=== Section Start ===

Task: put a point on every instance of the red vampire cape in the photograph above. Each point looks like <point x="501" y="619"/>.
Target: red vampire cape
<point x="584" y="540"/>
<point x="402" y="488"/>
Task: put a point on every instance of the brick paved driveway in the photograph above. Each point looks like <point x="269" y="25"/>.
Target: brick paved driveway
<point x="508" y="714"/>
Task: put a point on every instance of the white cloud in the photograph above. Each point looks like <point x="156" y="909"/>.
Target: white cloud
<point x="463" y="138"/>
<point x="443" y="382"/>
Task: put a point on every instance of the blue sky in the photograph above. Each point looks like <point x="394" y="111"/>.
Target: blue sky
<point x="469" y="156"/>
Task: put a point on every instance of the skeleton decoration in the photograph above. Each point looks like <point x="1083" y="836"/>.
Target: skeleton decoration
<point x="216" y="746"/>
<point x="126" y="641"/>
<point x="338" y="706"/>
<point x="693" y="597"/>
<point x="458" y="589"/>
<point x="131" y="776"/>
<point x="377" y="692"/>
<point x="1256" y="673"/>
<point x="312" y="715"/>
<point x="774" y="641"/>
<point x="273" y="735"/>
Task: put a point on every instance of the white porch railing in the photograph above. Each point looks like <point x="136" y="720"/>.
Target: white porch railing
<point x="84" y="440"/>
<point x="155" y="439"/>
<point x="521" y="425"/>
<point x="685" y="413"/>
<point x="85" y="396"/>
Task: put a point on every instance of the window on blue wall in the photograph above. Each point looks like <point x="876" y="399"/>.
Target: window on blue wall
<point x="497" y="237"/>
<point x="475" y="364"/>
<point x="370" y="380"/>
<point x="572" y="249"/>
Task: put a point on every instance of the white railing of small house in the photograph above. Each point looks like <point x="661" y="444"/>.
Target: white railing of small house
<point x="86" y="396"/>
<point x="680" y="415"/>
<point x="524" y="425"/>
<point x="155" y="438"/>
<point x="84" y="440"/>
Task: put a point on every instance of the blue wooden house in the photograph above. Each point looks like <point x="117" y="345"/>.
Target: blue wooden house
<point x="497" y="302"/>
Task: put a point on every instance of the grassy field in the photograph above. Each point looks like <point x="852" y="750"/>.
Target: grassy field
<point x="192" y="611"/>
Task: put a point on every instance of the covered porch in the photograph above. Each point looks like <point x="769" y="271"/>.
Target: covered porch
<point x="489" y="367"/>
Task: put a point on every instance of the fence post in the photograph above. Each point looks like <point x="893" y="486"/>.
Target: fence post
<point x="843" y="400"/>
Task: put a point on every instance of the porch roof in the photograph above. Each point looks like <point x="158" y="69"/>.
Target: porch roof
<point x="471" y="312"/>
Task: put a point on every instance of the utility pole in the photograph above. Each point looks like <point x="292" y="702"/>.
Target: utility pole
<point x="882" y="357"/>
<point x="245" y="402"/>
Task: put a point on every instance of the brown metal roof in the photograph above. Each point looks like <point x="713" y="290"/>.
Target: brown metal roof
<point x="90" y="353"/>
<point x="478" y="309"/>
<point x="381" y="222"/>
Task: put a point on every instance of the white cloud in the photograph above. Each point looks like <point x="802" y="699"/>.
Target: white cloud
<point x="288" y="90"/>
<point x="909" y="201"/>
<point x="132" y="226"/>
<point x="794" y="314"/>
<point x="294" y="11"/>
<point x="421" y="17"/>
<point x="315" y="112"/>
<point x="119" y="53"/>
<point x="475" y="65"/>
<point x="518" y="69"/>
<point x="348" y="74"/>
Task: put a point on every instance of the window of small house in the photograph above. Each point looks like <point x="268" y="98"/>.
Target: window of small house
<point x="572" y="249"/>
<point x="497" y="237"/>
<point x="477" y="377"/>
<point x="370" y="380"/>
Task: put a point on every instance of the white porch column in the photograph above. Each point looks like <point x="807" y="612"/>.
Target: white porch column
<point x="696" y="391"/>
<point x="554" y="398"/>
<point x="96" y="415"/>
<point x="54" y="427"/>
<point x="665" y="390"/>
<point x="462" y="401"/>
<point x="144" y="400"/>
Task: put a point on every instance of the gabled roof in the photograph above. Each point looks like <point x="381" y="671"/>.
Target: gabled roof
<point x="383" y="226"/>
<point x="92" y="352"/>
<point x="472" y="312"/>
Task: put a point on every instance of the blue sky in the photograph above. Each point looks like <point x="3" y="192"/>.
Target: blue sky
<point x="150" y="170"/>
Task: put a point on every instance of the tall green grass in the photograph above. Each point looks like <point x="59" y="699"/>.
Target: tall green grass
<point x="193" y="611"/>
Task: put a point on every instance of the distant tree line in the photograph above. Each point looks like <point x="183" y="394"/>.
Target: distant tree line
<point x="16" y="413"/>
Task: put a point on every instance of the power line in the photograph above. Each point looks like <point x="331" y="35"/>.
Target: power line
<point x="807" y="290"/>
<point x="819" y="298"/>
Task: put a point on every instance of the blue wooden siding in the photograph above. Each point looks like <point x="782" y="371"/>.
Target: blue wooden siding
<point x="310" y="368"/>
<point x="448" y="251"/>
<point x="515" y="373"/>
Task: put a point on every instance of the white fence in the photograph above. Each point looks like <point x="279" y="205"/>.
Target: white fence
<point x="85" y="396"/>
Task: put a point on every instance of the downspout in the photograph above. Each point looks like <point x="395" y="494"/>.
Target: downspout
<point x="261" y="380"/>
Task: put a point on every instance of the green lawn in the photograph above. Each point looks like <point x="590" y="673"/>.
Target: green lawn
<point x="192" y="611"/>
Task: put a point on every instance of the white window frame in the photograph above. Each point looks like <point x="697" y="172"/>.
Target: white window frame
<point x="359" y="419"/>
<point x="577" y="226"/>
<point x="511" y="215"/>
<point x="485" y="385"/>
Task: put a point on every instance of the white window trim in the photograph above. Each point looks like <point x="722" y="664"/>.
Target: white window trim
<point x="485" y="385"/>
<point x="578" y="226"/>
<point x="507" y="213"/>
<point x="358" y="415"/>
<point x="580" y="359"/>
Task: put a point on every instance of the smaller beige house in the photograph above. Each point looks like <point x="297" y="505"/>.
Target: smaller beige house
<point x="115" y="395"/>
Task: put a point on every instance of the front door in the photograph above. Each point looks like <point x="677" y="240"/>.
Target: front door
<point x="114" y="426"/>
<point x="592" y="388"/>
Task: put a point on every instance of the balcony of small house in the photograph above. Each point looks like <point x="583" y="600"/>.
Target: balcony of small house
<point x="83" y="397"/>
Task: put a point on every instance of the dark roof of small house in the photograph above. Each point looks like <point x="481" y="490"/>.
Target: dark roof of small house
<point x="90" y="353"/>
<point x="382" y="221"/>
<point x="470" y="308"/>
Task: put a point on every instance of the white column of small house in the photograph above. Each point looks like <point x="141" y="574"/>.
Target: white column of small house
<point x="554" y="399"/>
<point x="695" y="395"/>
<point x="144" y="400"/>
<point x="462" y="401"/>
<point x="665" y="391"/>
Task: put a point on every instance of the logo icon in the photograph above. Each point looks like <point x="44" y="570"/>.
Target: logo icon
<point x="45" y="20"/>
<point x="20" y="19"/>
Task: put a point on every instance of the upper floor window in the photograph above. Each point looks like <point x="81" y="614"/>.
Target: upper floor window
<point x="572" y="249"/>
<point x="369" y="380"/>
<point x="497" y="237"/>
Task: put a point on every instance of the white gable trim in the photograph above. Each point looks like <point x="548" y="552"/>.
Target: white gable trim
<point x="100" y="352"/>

=== Section End ===

Task to carry out. From the listing above, repeat exactly the lines starting at the line that includes "Task: put a point on every instance of the window of" and ending at the line that includes "porch column in", with nothing outside that span.

Your solution.
Task: put a point on every instance of the window of small house in the photograph above. Each point looks like <point x="268" y="98"/>.
Target: window of small house
<point x="572" y="249"/>
<point x="497" y="237"/>
<point x="477" y="377"/>
<point x="370" y="380"/>
Task: put a point on every instance of the white porch column in the photograph above. Each point looks like <point x="807" y="612"/>.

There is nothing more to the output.